- [Dataset records]

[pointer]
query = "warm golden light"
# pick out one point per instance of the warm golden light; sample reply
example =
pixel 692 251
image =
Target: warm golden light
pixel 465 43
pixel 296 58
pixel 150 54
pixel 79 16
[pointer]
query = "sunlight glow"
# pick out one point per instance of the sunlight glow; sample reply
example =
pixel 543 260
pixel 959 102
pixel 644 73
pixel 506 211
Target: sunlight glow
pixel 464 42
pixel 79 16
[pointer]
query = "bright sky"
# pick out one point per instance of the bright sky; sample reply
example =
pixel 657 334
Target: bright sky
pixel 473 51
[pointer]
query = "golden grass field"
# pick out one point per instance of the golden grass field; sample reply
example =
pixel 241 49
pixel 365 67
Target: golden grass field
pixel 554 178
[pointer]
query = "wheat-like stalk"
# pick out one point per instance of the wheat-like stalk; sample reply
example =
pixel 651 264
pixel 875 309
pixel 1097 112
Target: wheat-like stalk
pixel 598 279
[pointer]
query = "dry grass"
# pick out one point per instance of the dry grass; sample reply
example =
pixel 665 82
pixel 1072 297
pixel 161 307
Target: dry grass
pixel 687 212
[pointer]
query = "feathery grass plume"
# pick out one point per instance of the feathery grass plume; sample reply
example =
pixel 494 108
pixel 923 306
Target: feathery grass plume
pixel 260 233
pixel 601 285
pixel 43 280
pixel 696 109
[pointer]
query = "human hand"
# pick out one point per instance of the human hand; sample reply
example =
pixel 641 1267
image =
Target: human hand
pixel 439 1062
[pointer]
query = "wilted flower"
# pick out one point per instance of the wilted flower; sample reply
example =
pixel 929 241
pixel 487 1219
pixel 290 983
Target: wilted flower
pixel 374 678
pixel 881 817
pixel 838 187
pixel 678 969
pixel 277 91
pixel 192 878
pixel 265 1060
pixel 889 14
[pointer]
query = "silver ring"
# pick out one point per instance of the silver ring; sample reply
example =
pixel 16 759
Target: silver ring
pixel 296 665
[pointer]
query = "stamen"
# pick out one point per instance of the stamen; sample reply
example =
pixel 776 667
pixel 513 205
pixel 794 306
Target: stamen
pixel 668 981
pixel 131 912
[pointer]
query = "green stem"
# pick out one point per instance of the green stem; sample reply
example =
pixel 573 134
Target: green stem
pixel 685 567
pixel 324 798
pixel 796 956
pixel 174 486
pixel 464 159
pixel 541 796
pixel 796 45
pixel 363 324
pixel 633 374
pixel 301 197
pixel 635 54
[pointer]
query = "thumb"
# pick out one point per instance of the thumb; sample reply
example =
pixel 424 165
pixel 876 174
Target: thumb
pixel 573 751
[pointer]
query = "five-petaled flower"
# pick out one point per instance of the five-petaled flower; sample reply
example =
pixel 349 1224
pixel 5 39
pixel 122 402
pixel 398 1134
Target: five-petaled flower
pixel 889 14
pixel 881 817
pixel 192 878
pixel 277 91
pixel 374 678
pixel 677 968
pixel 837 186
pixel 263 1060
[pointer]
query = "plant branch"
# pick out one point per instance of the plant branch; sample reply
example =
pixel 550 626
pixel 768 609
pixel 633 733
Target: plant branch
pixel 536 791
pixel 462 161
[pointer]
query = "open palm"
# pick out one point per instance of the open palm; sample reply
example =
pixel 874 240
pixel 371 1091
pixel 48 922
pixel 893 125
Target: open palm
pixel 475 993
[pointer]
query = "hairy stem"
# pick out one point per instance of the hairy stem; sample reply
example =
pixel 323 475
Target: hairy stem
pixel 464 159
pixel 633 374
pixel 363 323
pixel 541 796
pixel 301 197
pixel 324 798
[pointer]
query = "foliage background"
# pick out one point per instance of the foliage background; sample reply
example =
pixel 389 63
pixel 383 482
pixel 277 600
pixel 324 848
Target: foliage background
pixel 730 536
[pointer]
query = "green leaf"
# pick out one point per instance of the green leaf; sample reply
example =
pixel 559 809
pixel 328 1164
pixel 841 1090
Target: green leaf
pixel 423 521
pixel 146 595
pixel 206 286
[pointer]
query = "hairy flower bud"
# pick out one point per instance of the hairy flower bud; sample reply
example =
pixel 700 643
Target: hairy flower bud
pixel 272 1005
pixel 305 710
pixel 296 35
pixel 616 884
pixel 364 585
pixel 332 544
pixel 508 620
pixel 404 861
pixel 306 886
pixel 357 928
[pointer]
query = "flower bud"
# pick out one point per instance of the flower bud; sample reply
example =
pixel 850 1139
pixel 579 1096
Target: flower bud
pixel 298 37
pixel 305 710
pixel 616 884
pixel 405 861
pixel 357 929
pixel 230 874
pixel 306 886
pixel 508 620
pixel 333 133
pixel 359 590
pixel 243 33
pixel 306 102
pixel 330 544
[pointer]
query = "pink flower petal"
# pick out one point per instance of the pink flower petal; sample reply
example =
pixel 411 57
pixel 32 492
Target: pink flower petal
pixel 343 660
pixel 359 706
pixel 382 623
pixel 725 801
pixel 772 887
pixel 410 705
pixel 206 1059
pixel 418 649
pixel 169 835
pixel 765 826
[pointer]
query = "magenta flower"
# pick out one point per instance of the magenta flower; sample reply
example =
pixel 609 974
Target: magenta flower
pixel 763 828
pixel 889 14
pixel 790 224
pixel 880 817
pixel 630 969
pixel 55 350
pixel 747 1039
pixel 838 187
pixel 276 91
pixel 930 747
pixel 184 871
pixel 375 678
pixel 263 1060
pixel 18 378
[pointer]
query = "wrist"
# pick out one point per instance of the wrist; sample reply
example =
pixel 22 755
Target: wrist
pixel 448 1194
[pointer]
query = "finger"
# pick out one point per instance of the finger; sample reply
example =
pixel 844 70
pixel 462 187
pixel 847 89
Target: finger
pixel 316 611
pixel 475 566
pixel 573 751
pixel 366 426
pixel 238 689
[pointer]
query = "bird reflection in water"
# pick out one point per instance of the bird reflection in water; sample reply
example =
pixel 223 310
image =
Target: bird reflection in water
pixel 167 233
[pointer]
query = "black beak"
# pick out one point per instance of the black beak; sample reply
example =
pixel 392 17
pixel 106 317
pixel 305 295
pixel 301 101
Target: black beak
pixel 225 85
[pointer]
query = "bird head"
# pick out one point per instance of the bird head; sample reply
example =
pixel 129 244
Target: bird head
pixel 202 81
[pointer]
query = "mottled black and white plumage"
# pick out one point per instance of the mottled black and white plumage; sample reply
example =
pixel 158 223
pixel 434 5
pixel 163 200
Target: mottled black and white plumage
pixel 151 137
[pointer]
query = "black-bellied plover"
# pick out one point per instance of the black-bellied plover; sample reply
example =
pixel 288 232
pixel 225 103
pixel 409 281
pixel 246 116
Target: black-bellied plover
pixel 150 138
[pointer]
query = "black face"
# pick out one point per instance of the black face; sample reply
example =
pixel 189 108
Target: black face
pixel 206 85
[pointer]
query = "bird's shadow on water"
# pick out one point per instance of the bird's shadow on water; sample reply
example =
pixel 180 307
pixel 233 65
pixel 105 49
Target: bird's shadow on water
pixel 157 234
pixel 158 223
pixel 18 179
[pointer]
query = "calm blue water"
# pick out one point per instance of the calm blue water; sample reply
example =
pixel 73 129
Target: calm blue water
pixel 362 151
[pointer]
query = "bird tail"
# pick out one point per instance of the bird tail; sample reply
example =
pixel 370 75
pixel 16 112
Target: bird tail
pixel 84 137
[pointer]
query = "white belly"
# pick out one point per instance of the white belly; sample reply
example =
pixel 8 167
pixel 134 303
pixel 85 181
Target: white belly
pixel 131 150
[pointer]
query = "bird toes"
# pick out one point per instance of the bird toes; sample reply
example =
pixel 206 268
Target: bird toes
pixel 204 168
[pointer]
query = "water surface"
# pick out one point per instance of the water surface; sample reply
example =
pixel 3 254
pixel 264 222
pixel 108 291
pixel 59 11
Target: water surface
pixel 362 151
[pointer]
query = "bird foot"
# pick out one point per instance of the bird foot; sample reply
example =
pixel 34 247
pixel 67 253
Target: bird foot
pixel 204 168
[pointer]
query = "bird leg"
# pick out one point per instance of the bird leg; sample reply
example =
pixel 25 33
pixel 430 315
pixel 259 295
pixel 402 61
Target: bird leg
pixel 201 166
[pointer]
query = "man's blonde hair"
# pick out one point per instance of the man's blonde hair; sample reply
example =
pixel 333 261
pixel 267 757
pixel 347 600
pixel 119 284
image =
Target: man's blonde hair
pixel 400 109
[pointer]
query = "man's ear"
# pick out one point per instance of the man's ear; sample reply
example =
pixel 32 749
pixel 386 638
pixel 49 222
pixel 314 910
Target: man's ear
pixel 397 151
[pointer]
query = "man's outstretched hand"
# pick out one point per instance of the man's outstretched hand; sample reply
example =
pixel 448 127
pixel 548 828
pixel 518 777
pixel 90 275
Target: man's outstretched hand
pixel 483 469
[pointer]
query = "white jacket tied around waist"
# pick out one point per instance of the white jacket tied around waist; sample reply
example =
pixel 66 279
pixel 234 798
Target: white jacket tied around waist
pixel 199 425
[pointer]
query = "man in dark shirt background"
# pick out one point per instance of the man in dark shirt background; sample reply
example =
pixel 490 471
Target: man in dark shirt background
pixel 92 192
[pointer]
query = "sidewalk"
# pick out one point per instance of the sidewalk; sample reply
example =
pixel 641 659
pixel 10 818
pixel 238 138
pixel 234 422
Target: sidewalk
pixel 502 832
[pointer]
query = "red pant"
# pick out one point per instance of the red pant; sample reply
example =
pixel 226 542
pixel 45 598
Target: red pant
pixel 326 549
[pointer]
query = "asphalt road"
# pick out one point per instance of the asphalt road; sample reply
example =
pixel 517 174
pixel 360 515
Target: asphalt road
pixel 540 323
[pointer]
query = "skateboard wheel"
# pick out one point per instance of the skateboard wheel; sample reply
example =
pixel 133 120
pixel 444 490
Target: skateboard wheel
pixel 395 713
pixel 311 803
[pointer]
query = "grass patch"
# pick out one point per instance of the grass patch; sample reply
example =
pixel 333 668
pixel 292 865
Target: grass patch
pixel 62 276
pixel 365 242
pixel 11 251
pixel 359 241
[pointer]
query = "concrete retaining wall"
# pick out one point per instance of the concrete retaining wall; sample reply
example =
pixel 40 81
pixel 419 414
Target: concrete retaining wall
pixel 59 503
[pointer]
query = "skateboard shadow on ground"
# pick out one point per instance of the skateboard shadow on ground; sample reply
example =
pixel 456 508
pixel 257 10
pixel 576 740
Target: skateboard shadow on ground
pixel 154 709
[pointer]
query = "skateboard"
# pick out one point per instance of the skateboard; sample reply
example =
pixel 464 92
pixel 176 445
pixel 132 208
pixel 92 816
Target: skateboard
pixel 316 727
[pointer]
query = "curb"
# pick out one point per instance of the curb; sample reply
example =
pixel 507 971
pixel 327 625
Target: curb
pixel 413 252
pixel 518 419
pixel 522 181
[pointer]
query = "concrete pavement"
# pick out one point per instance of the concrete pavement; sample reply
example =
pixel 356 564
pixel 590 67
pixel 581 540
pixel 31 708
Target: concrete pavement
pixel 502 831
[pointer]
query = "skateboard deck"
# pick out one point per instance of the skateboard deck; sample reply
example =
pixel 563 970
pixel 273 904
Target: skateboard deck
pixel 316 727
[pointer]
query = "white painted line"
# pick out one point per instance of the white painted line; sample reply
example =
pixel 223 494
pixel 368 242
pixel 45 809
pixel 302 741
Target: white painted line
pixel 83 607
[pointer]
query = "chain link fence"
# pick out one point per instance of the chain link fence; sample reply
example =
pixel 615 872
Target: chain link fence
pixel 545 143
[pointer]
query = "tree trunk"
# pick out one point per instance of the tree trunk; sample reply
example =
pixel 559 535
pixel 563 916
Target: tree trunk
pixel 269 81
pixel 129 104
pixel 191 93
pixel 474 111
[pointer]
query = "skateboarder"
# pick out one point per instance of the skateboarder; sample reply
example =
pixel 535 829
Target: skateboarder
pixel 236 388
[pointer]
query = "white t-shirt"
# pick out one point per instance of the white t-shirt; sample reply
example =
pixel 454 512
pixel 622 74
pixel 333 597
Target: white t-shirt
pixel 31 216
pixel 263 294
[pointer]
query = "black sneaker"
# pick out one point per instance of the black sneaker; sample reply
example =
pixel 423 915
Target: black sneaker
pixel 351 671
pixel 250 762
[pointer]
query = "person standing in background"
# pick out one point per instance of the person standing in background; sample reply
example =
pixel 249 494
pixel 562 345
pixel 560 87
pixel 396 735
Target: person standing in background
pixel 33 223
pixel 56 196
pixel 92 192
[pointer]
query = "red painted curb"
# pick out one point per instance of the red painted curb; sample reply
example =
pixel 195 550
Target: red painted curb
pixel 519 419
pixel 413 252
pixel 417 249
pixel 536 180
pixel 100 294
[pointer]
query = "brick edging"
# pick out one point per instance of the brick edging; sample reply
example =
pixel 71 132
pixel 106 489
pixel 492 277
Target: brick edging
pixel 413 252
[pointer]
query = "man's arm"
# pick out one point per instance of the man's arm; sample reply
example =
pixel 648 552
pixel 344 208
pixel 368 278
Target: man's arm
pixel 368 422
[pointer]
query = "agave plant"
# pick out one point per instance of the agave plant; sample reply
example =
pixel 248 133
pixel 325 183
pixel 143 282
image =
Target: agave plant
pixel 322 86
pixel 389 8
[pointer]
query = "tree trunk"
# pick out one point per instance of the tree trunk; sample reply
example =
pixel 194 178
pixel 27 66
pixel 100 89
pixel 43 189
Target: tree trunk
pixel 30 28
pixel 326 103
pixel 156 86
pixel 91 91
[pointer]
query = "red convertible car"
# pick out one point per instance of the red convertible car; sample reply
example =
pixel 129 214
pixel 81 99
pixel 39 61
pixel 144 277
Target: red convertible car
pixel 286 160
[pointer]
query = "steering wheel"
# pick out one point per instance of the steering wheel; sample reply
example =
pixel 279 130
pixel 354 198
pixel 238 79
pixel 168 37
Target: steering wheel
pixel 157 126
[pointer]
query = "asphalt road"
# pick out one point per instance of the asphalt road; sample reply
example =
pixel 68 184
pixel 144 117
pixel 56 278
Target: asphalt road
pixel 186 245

- [What you should do]
Output as a JSON list of strings, one string per line with blank lines omitted, the part of the data that runs from the start through the line containing "pixel 696 109", both ends included.

- [Response]
[
  "[pointer]",
  "query = \"warm golden light\"",
  "# pick out one point per instance of the warm golden light; sample reply",
  "example =",
  "pixel 692 251",
  "image =",
  "Target: warm golden light",
  "pixel 465 43",
  "pixel 296 58",
  "pixel 150 54",
  "pixel 79 16",
  "[pointer]",
  "query = \"sunlight glow\"",
  "# pick out one point per instance of the sunlight glow; sample reply",
  "example =",
  "pixel 543 260",
  "pixel 959 102",
  "pixel 644 73",
  "pixel 506 211",
  "Target: sunlight glow",
  "pixel 464 42",
  "pixel 79 16",
  "[pointer]",
  "query = \"bright sky\"",
  "# pick out one point per instance of the bright sky; sample reply",
  "example =",
  "pixel 657 334",
  "Target: bright sky",
  "pixel 473 51",
  "[pointer]",
  "query = \"golden grass field\"",
  "# pick out one point per instance of the golden grass field; sample reply",
  "example =",
  "pixel 241 49",
  "pixel 365 67",
  "Target: golden grass field",
  "pixel 554 178",
  "[pointer]",
  "query = \"wheat-like stalk\"",
  "# pick out one point per instance of the wheat-like stalk; sample reply",
  "example =",
  "pixel 651 264",
  "pixel 875 309",
  "pixel 1097 112",
  "Target: wheat-like stalk",
  "pixel 598 279",
  "[pointer]",
  "query = \"dry grass\"",
  "# pick out one point per instance of the dry grass; sample reply",
  "example =",
  "pixel 665 82",
  "pixel 1072 297",
  "pixel 161 307",
  "Target: dry grass",
  "pixel 687 212",
  "[pointer]",
  "query = \"feathery grass plume\"",
  "# pick out one point per instance of the feathery grass plume; sample reply",
  "example =",
  "pixel 494 108",
  "pixel 923 306",
  "Target: feathery grass plume",
  "pixel 260 233",
  "pixel 601 285",
  "pixel 43 280",
  "pixel 696 109"
]